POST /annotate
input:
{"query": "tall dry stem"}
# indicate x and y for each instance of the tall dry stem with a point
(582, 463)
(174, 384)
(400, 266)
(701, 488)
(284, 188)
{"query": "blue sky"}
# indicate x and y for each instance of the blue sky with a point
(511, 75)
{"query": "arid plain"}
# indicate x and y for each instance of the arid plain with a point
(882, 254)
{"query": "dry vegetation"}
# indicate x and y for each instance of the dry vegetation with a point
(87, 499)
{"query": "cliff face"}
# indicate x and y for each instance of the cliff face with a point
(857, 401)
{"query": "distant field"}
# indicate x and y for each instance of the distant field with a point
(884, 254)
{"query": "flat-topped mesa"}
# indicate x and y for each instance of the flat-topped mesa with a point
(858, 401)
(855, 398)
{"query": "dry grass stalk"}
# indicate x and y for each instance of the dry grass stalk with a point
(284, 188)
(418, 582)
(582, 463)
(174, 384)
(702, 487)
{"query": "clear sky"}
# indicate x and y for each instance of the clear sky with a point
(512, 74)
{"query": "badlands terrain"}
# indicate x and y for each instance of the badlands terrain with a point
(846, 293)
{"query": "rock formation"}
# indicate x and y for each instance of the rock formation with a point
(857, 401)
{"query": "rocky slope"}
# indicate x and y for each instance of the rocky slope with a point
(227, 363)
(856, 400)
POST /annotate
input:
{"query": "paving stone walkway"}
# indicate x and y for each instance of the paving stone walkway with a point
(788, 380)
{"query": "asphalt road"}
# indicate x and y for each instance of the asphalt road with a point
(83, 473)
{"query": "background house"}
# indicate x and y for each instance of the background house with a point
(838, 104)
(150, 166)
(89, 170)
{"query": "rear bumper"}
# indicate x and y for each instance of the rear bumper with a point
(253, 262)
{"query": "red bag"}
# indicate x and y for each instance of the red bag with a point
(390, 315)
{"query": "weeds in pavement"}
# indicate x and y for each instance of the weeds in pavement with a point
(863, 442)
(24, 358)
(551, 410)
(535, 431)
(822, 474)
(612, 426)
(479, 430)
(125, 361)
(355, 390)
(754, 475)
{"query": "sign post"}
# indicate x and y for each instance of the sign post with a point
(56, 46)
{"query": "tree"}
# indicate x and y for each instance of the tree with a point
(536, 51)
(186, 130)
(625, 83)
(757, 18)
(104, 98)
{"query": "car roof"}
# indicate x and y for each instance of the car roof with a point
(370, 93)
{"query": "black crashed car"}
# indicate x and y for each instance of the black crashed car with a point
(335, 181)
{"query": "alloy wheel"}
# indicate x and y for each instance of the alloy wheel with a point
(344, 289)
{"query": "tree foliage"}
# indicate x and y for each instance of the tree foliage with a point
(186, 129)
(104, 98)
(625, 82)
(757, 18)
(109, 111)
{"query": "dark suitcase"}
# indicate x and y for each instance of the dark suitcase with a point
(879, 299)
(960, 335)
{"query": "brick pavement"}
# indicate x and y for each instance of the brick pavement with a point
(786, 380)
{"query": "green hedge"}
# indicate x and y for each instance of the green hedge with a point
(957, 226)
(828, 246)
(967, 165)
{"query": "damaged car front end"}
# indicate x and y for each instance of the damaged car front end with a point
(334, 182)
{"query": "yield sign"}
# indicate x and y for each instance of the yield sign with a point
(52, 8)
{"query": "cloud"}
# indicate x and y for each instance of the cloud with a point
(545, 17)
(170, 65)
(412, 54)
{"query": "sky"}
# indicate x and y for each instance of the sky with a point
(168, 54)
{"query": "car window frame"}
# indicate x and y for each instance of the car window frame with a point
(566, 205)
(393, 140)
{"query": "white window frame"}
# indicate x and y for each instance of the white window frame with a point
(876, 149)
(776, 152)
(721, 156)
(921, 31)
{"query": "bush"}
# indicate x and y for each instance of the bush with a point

+++

**TASK GOAL**
A verbatim copy of all the records is required. Write it out in full.

**EXPECTED OUTPUT**
POST /annotate
input:
{"query": "tall dry stem"}
# indicate x and y for each instance of the tall dry stem with a point
(582, 463)
(174, 384)
(400, 266)
(701, 488)
(284, 188)
{"query": "blue sky"}
# indicate x and y for each instance of the blue sky with a point
(511, 75)
{"query": "arid plain"}
# indicate x and y for each instance of the arid plain with a point
(882, 254)
{"query": "dry vegetation"}
# indicate x and y for each instance of the dry vegetation with a point
(87, 499)
{"query": "cliff face"}
# indicate x and y for each instance of the cliff face with a point
(857, 401)
{"query": "distant field"}
# indicate x and y for each instance of the distant field with a point
(884, 254)
{"query": "flat-topped mesa"}
# indicate x and y for each instance of the flat-topped mesa with a point
(858, 401)
(855, 398)
{"query": "dry grass stalk"}
# indicate x and y for each instance of the dry grass stalk with a point
(284, 188)
(418, 582)
(582, 463)
(174, 384)
(702, 487)
{"query": "clear sky"}
# indicate x and y for each instance of the clear sky with a point
(512, 74)
{"query": "badlands terrain"}
# indicate x and y for each instance of the badlands terrain with a point
(846, 293)
{"query": "rock formation"}
# indicate x and y for each instance of the rock formation with a point
(857, 401)
{"query": "rocky slope"}
# indicate x and y for each instance of the rocky slope with a point
(227, 363)
(856, 400)
POST /annotate
input:
{"query": "paving stone walkway"}
# indicate x and y for each instance of the paving stone walkway with a point
(788, 380)
{"query": "asphalt road"}
# indicate x and y for each instance of the asphalt road with a point
(83, 473)
{"query": "background house"}
# indicate x and y for each instance of the background house with a point
(838, 104)
(150, 166)
(89, 170)
{"query": "rear bumper"}
# indicate x and y for each instance of the rear bumper with a point
(253, 262)
{"query": "red bag"}
# indicate x and y for each instance of the red bag with a point
(390, 315)
{"query": "weeds in pavement"}
# indicate x and y for each instance of the weeds in pavement with a point
(863, 442)
(24, 358)
(551, 410)
(535, 431)
(822, 474)
(612, 426)
(479, 430)
(125, 361)
(355, 390)
(754, 475)
{"query": "sign post"}
# indicate x and y for each instance of the sign post with a point
(56, 46)
{"query": "tree"}
# indicate x and y for each instance of the tree with a point
(536, 51)
(186, 130)
(625, 83)
(757, 18)
(104, 98)
{"query": "car roof"}
# indicate x and y for each instance of the car roof with a point
(370, 93)
{"query": "black crashed car"}
# indicate x and y for each instance of the black crashed car with a point
(335, 181)
{"query": "alloy wheel"}
# indicate x and y for each instance of the alloy wheel with a point
(344, 289)
{"query": "tree foliage"}
# indicate x and y for each instance of the tree foliage with a point
(186, 129)
(104, 98)
(625, 82)
(757, 18)
(109, 111)
{"query": "dark suitcase"}
# indicate x and y for each instance of the dark suitcase with a point
(879, 299)
(960, 335)
{"query": "brick pavement"}
# indicate x and y for each instance of the brick pavement with a point
(786, 380)
{"query": "green hedge"}
# indicate x and y for each instance of the green hedge with a point
(957, 226)
(828, 246)
(967, 165)
{"query": "damaged car front end"}
# indicate x and y for each instance of the damaged car front end with a point
(334, 182)
{"query": "yield sign"}
# indicate x and y for each instance of the yield sign with a point
(52, 8)
{"query": "cloud"}
# indicate x and y for each instance of the cloud with a point
(545, 17)
(170, 65)
(412, 54)
{"query": "sky"}
# indicate x and y for each instance of the sky with a point
(168, 54)
{"query": "car window frame"}
# indicate x and y for each instance of the car window frame with a point
(566, 205)
(393, 140)
{"query": "white window frame"}
# indicate x and y for each instance of the white window frame with a point
(876, 149)
(776, 152)
(721, 156)
(921, 31)
{"query": "bush"}
# indicate x and y for each instance of the bush with a point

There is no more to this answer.